------ Raw data ------

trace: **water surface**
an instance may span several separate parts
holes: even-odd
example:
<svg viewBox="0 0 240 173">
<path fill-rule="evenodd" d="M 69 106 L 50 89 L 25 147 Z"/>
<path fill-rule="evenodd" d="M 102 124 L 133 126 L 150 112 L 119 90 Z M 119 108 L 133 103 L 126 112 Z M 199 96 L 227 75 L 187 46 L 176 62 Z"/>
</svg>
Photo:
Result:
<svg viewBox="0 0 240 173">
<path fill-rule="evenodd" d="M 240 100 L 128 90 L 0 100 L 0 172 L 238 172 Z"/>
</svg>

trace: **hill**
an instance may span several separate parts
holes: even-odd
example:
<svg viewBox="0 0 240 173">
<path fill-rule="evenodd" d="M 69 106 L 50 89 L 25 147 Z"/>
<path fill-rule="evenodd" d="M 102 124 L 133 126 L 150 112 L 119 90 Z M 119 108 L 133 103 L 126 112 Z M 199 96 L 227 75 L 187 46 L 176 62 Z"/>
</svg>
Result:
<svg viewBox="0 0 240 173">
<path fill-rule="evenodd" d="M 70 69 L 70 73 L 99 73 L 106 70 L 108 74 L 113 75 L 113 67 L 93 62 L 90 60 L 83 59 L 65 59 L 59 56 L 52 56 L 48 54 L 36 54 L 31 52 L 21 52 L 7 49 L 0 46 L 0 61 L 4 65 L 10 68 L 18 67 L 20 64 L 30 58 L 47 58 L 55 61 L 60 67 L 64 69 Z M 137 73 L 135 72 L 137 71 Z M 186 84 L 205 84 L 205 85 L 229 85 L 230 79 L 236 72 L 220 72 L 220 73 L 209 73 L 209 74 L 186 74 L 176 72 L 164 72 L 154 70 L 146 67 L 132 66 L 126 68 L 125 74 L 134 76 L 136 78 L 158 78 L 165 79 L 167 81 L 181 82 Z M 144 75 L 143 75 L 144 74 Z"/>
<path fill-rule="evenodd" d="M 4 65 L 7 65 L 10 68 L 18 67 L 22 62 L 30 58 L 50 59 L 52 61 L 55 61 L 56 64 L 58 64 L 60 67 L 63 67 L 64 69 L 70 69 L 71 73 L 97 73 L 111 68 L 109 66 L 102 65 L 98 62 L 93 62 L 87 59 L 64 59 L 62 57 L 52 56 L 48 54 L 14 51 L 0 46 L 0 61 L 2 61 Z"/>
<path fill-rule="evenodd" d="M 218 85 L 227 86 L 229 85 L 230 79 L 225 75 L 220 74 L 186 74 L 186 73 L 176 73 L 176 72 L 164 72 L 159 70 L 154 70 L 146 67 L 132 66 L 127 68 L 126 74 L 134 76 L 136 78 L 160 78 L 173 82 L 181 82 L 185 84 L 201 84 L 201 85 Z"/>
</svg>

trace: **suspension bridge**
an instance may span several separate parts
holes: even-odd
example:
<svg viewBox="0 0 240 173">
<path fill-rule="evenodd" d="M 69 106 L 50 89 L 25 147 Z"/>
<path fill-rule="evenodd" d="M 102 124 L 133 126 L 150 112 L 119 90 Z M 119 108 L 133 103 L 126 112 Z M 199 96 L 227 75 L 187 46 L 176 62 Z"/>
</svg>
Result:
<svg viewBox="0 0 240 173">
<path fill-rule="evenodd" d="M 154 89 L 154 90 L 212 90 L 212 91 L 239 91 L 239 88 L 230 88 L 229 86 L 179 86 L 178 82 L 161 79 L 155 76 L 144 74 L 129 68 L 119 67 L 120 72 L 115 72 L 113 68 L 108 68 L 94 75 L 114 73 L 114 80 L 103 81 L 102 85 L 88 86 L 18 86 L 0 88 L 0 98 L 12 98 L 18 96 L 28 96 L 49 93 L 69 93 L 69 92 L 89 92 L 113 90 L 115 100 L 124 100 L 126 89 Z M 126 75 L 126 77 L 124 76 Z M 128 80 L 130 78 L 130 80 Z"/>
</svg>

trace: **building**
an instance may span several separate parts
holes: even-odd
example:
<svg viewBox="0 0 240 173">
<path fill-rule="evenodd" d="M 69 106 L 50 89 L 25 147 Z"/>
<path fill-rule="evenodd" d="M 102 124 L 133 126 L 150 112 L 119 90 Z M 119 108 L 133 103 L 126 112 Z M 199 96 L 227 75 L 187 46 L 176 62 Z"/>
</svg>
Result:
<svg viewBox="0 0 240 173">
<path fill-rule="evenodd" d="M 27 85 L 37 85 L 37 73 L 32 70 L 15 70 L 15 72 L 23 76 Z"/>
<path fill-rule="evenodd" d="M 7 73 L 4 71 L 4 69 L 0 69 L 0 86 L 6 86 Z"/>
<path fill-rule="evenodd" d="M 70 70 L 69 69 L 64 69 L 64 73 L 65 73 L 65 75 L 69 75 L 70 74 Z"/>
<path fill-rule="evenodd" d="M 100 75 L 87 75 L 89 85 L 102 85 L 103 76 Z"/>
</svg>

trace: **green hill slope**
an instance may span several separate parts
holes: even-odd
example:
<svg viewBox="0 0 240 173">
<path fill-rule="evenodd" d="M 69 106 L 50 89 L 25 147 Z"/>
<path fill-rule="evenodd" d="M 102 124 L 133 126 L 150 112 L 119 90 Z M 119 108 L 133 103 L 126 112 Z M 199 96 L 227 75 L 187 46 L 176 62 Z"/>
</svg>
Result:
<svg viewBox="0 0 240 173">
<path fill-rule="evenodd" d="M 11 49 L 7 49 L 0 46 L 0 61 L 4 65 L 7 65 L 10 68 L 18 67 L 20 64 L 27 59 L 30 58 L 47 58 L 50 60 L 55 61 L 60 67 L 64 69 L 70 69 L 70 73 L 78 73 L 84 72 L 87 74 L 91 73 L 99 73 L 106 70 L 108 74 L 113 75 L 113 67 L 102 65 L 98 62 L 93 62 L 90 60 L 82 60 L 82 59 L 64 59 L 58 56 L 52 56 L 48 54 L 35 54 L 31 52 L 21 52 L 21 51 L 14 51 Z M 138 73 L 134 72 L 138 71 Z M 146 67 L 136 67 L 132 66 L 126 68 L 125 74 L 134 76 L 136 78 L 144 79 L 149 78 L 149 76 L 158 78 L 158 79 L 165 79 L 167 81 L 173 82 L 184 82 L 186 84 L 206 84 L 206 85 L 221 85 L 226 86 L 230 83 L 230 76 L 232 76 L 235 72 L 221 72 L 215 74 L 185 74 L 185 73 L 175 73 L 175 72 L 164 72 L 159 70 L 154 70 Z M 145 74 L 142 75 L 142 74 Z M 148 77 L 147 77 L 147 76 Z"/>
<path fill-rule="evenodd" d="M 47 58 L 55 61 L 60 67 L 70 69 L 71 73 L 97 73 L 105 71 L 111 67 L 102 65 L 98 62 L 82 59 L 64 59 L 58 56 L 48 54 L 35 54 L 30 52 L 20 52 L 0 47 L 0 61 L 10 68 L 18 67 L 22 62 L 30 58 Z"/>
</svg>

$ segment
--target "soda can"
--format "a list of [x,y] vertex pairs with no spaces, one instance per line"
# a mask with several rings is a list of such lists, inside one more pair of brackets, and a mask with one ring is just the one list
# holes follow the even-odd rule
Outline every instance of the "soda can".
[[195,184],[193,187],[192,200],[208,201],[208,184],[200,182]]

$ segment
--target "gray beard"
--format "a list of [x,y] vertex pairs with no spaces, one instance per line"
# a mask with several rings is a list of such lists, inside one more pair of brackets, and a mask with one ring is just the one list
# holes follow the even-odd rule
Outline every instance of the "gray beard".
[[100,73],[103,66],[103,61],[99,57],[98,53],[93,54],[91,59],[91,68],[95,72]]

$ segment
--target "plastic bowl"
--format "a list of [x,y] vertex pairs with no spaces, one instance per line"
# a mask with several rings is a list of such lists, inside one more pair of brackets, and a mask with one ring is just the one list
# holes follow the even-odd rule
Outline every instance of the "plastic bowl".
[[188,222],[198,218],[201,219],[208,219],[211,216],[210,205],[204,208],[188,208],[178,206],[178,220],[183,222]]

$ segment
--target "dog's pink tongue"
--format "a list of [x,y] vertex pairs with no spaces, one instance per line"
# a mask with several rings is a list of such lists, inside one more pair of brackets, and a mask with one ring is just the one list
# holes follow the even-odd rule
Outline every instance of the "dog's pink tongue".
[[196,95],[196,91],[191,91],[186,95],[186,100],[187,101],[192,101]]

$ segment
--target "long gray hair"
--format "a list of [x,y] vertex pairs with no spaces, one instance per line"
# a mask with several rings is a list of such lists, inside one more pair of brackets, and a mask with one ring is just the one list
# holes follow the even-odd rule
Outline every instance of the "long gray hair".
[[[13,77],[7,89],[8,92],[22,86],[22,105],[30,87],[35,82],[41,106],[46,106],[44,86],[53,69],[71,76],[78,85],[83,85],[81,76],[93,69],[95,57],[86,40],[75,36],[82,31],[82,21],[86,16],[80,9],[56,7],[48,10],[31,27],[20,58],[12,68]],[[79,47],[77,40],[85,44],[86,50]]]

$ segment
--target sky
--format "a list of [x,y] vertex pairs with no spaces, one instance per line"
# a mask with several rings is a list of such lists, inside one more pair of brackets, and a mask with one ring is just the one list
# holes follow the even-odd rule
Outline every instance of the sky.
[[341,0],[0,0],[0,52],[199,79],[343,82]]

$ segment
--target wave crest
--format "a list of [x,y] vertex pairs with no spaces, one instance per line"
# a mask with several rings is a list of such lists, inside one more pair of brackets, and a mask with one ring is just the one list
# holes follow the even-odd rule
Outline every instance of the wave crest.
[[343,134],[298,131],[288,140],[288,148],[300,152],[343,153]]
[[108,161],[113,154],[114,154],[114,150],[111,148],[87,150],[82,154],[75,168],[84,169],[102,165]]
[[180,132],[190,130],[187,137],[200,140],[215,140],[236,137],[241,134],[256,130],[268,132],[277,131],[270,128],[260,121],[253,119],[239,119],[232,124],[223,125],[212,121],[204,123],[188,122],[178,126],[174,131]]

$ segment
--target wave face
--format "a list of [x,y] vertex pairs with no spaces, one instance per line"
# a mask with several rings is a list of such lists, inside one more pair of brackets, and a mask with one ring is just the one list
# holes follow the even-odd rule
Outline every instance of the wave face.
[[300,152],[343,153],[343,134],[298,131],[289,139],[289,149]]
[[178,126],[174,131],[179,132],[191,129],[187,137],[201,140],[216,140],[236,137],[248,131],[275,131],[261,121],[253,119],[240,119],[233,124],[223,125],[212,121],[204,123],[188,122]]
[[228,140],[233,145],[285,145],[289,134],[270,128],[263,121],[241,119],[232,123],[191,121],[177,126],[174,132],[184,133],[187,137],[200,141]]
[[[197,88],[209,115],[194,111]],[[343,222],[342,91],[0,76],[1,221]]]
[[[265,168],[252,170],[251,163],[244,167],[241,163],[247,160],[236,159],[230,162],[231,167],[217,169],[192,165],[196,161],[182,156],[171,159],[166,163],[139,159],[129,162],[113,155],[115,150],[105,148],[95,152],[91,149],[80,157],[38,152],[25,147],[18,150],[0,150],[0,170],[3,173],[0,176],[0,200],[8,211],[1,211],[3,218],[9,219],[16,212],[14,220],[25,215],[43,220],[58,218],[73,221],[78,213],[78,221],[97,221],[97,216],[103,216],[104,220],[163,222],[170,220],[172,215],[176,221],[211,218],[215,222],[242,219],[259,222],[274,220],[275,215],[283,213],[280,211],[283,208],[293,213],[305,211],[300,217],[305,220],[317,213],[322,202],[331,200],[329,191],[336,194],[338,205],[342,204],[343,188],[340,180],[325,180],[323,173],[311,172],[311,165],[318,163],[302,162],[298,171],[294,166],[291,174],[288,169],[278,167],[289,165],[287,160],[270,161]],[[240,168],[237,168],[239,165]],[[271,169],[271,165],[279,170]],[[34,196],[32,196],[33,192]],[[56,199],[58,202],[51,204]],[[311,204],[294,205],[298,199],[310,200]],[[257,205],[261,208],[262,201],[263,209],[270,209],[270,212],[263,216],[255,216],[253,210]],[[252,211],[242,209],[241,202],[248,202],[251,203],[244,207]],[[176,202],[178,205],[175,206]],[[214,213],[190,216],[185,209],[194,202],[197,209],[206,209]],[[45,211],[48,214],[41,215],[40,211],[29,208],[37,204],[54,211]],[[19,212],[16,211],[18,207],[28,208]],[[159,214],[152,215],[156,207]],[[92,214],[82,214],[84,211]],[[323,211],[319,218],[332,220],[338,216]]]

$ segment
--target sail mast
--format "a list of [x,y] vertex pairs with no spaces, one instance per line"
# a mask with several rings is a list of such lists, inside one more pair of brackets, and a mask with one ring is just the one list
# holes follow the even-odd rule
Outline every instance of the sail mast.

------

Required task -
How many lines in the entries above contain the string "pink"? Give only the number.

Finished exercise -
2